Exercise description →
Update each of the records below by replacing "yellow cherry tomato" with "golden cherry tomato" wherever it occurs, and reproduce every line with all other text unchanged.

Data excerpts →
* Start *

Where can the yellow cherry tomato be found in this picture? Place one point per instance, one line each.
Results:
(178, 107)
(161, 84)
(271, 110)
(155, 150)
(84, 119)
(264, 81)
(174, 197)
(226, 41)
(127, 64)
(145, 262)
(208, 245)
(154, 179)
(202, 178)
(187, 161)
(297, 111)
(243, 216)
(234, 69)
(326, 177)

* End *

Solution →
Where can the golden cherry tomato be found in this picture? Place one point per instance, one line each.
Results:
(178, 107)
(161, 84)
(271, 110)
(155, 150)
(84, 119)
(264, 81)
(174, 197)
(226, 41)
(127, 64)
(145, 262)
(208, 245)
(154, 179)
(202, 178)
(187, 161)
(297, 111)
(243, 216)
(234, 69)
(326, 177)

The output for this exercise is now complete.